> **WORK REQUIRED**
List every memory amount that appears in the Prometheus memory thread below.

> **SELECTED TEXT**
/---

Depending on the actual memory limits, you may or may not affected by this but other people have reported memory leaks with Prometheus 2.2.1 [1]. There's a opened PR [2] that seems to fix the problem but it may have surfaced other issues. [1] https://github.com/prometheus/prometheus/issues/4095 [2] https://github.com/prometheus/prometheus/pull/4013
# oc edit cm -n openshift-monitoring cluster-monitoring-config add the resources line below. prometheusK8s: baseImage: quay.io/prometheus/prometheus resources: {} wait patiently. mine took about 5 minutes to stop/start both prometheus-k8s-N pods # oc get pod -n openshift-monitoring prometheus-k8s-1 -o yaml Now you will see name: prometheus resources: requests: memory: 2Gi The RSS of these prometheus processes is just about 2.2G right now, each using 0.2 cores (scale labl env, 100 node cluster, 600 pods). I think we need to disable the limits in-product, or at least bump them to something like 30G (number taken from starter clusters, see attached image).

\---

[Referring expression data]
/---

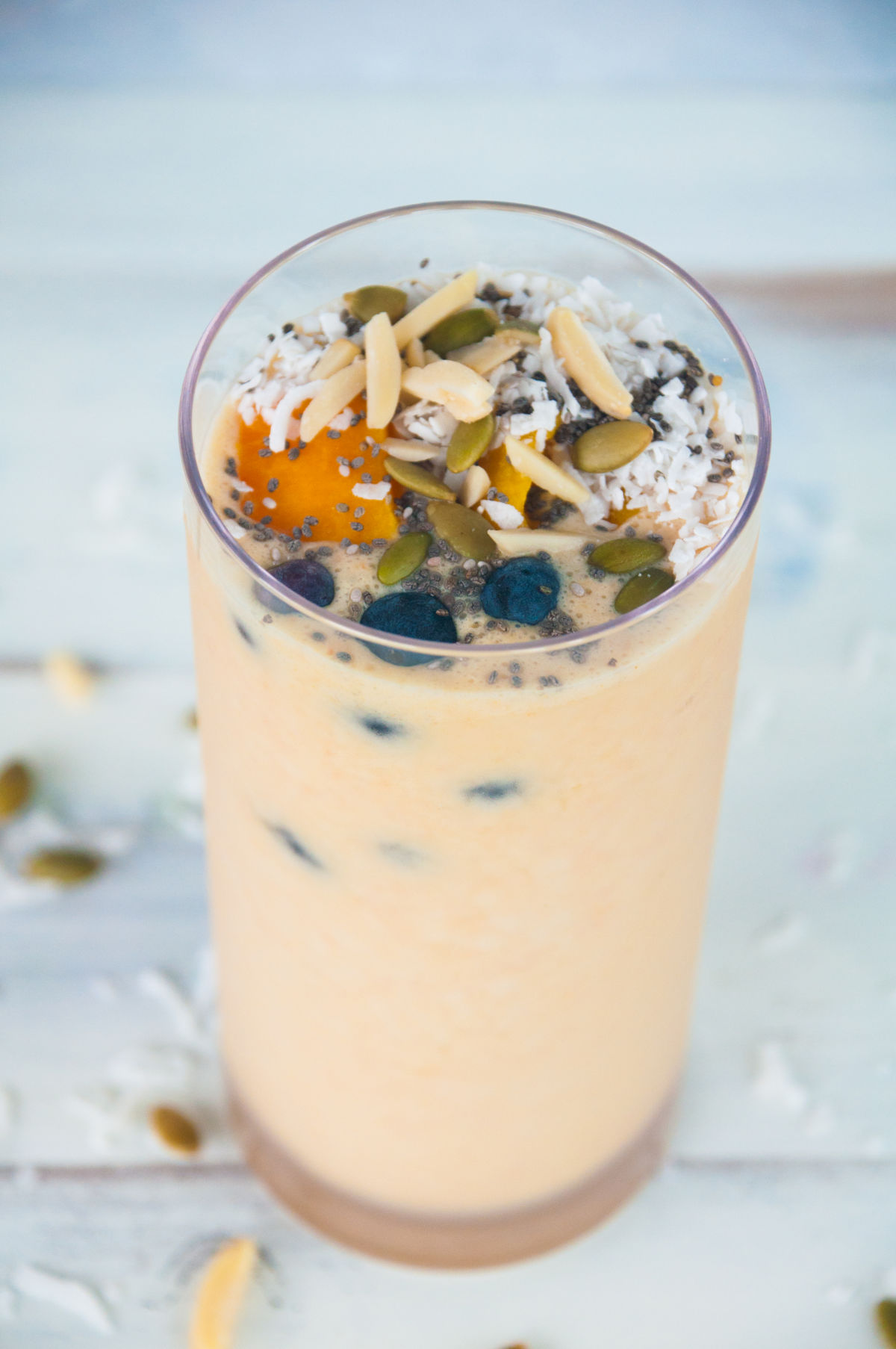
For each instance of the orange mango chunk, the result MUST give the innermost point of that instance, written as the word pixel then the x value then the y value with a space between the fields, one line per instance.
pixel 314 485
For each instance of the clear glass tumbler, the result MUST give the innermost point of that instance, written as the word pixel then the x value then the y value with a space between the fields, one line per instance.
pixel 458 892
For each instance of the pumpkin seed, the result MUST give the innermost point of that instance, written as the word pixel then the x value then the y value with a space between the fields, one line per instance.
pixel 886 1318
pixel 610 445
pixel 16 787
pixel 175 1129
pixel 63 865
pixel 220 1294
pixel 626 555
pixel 469 443
pixel 417 480
pixel 461 329
pixel 402 557
pixel 641 589
pixel 377 300
pixel 466 530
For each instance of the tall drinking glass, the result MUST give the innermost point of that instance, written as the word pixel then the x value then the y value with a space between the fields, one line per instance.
pixel 458 892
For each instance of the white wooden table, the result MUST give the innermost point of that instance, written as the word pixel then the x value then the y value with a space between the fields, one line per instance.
pixel 125 227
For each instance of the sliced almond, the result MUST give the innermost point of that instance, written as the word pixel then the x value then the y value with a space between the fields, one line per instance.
pixel 414 354
pixel 544 473
pixel 588 365
pixel 337 355
pixel 486 355
pixel 412 451
pixel 435 308
pixel 511 542
pixel 464 393
pixel 70 679
pixel 220 1294
pixel 336 394
pixel 384 373
pixel 474 486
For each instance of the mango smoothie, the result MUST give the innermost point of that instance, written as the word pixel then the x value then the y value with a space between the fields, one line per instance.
pixel 470 559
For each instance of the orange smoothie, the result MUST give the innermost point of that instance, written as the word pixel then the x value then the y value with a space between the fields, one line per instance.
pixel 461 813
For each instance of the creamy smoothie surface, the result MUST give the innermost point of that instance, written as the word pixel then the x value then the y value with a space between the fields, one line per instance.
pixel 483 458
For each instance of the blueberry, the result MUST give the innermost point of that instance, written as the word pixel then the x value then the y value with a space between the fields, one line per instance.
pixel 493 791
pixel 304 575
pixel 524 590
pixel 294 846
pixel 409 614
pixel 379 726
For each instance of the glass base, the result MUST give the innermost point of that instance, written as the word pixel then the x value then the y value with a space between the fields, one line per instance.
pixel 452 1243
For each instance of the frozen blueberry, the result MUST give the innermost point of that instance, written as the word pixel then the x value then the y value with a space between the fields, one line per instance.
pixel 493 791
pixel 414 614
pixel 304 575
pixel 524 591
pixel 294 846
pixel 379 726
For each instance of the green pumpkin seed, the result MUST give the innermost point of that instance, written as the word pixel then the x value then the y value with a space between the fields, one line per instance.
pixel 641 589
pixel 402 557
pixel 469 443
pixel 417 480
pixel 886 1318
pixel 461 329
pixel 377 300
pixel 610 445
pixel 466 530
pixel 16 787
pixel 63 865
pixel 175 1129
pixel 626 555
pixel 517 326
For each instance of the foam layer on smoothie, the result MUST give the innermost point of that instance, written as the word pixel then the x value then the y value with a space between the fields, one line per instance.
pixel 335 502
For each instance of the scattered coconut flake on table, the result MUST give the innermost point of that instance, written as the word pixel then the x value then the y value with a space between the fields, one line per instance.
pixel 775 1082
pixel 68 1294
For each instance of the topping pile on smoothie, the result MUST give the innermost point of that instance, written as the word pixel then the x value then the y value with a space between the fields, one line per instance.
pixel 490 458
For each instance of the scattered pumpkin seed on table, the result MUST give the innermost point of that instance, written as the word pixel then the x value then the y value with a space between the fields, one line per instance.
pixel 16 787
pixel 466 530
pixel 175 1129
pixel 417 480
pixel 610 445
pixel 402 557
pixel 377 300
pixel 641 589
pixel 63 865
pixel 469 443
pixel 459 329
pixel 626 555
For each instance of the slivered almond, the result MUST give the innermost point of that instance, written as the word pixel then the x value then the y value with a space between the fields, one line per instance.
pixel 435 308
pixel 337 393
pixel 486 355
pixel 220 1294
pixel 544 473
pixel 337 355
pixel 474 486
pixel 588 365
pixel 511 542
pixel 414 354
pixel 384 373
pixel 412 451
pixel 464 393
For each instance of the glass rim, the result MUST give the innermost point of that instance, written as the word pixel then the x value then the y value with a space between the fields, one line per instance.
pixel 456 649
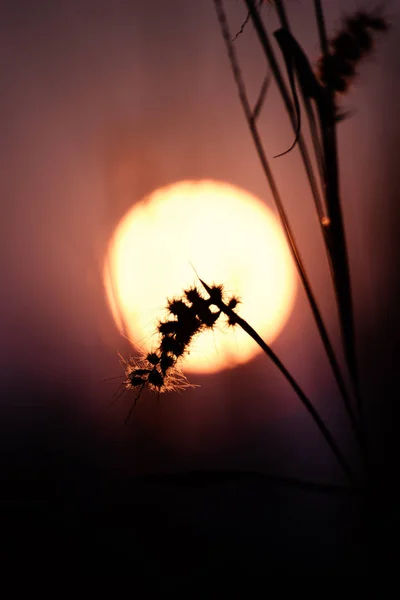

\---

> **SOLUTION TO THIS PROBLEM**
2Gi, 2.2G, 30G